Incapacity of the testator: how to prove it
A person who has reached the legal age, who has not been interdicted and who, at the time the deed is drawn up, has full capacity may make a will. Inability to make a will may depend on a permanent illness or on a momentary cause. In the absence of these prerequisites, the will may be challenged. To do so, however, it is necessary for the person contesting the validity of the will to prove the testator’s incapacity. That is, he has what is called the ‘burden of proof’. Let us see, then, how the testator’s incapacity, i.e. insanity, can be proved in the case of a will drawn up by an incapacitated person.
Pursuant to Article 591 of the Italian Civil Code, only minors, persons disqualified on grounds of mental infirmity by a court decision and persons who, although not disqualified, were, for any cause, even transitory, incapable of making a will at the time of drafting it, cannot make a will.
The first and second hypotheses are easy to ascertain since the will must contain the date of its drafting (in the light of which it is possible to verify whether the testator had already reached the age of 18 or had not been declared disqualified by the court), the third must be assessed on a case-by-case basis since there is no official attestation of capacity. For this purpose, all possible evidence – such as medical certificates, medical records, prescriptions for drugs that inhibit mental capacity, etc. – must be obtained that can prove the so-called natural incapacity.
The state of incapacity to test must be assessed with particular rigour. A simple abnormality or alteration in the psychic and intellectual faculties of the testator, such as typical senile dementia, easily forgetting data, being impressionable or malleable due to age or personal phobias, is not sufficient. On the contrary, proof is required that, owing to a transitory or permanent infirmity or other perturbing cause, the subject was – at the time the last will was drawn up – absolutely deprived of the consciousness of his acts or the capacity to self-determine.
The proof lies with the person who claims that the testator’s natural incapacity exists. It is the person who challenges the will on the grounds of the testator’s incapacity who bears the burden of proof. And it can be provided by any means, such as testimony, medical documentation, etc.
Most often, a party’s expert is appointed who, after analysing the medical records or medical certificates collected by the party, assesses whether the testator’s psychophysical condition enabled him or her to realise what he or she was writing.
For the purposes of formulating this complex judgement, the judge must carefully analyse the intrinsic content of the last will and the elements of assessment that can be deduced from it, in relation to the seriousness, normality and coherence of the testamentary dispositions as well as referring to the sentiments and purposes that appear to have inspired them.

----

### ASSIGNMENT
Reproduce the portion of the article on testator incapacity that starts at "The state of" and ends after "capacity to self-determine.". Work only from the article on testator incapacity.

### DATA SHOWN
----

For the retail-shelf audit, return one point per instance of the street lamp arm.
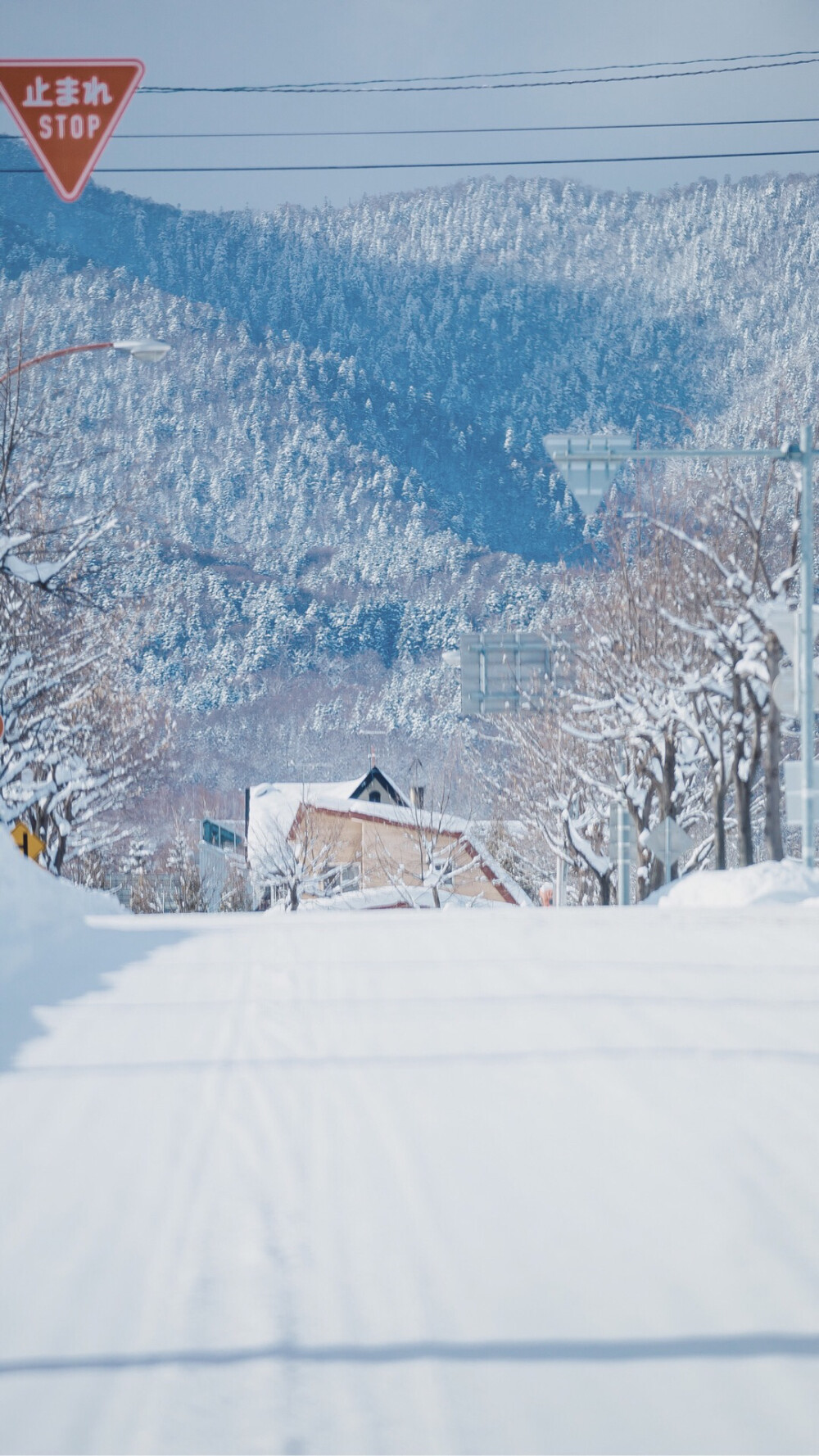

----

### REPLY TO THE TASK
The state of incapacity to test must be assessed with particular rigour. A simple abnormality or alteration in the psychic and intellectual faculties of the testator, such as typical senile dementia, easily forgetting data, being impressionable or malleable due to age or personal phobias, is not sufficient. On the contrary, proof is required that, owing to a transitory or permanent infirmity or other perturbing cause, the subject was – at the time the last will was drawn up – absolutely deprived of the consciousness of his acts or the capacity to self-determine.